▸ Page excerpt

We will start with the the standard form of a quadratic equation,

\bold\green{\implies ax^{2}+bx+c=0}

Now, divide both sides of the equation by 'a' so you can complete the square,

\sf{\implies x^{2}+\dfrac{b}{a}x+\dfrac{c}{a}=\dfrac{0}{a}}

\sf{\implies x^{2}+\dfrac{b}{a}x+\dfrac{c}{a}=0}

Now, Subtract c/a from both sides.

\sf{\implies x^{2}+\dfrac{b}{a}x+\dfrac{c}{a}-\dfrac{c}{a}=0-\dfrac{c}{a}}

\tt{\implies x^{2}+\dfrac{b}{a}x=-\dfrac{c}{a}}

Now, by completing the square method.

The coefficient of the second term is b/a . Divide this coefficient by 2 and square the result to get (b/2a)², add (b/2a)² to both sides:

\sf{\implies x^{2}+\dfrac{b}{a}x+\Bigg(\dfrac{b}{2a}\Bigg)^{2}=-\dfrac{c}{a}+\Bigg(\dfrac{b}{2a}\Bigg)^{2}}

Since the left side of the equation right above is a perfect square, you can factor the left side by using the coefficient of the first term (x) and the base of the last term(b/2a).

Then, square the right side to get (b²)/(4a²).

▸ Requirement
Return the quadratic derivation in full, reproducing every line word for word. The records have no role in the work on the quadratic derivation.

Point labeling examples
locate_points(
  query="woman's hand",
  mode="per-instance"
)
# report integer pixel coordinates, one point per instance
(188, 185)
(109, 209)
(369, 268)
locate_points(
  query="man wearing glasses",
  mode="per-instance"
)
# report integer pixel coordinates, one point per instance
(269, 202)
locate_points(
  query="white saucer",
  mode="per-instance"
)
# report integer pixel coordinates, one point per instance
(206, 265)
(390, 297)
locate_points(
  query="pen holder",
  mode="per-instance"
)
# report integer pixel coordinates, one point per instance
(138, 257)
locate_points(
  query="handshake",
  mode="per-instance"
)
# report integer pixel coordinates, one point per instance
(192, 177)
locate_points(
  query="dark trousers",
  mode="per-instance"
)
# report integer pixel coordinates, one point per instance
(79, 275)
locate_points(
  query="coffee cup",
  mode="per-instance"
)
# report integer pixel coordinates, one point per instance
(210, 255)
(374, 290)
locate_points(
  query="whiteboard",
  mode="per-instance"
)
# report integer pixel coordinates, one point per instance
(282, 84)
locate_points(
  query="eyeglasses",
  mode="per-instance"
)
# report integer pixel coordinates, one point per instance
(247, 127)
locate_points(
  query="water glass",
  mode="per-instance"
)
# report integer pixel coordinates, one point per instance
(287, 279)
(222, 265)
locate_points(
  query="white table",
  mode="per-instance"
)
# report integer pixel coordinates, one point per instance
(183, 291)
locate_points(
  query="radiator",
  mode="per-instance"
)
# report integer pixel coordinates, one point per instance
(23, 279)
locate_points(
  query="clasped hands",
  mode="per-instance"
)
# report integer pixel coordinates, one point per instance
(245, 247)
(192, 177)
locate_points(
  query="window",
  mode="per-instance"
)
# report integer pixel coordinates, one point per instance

▸ Solved problem
We will start with the the standard form of a quadratic equation,

\bold\green{\implies ax^{2}+bx+c=0}

Now, divide both sides of the equation by 'a' so you can complete the square,

\sf{\implies x^{2}+\dfrac{b}{a}x+\dfrac{c}{a}=\dfrac{0}{a}}

\sf{\implies x^{2}+\dfrac{b}{a}x+\dfrac{c}{a}=0}

Now, Subtract c/a from both sides.

\sf{\implies x^{2}+\dfrac{b}{a}x+\dfrac{c}{a}-\dfrac{c}{a}=0-\dfrac{c}{a}}

\tt{\implies x^{2}+\dfrac{b}{a}x=-\dfrac{c}{a}}

Now, by completing the square method.

The coefficient of the second term is b/a . Divide this coefficient by 2 and square the result to get (b/2a)², add (b/2a)² to both sides:

\sf{\implies x^{2}+\dfrac{b}{a}x+\Bigg(\dfrac{b}{2a}\Bigg)^{2}=-\dfrac{c}{a}+\Bigg(\dfrac{b}{2a}\Bigg)^{2}}

Since the left side of the equation right above is a perfect square, you can factor the left side by using the coefficient of the first term (x) and the base of the last term(b/2a).

Then, square the right side to get (b²)/(4a²).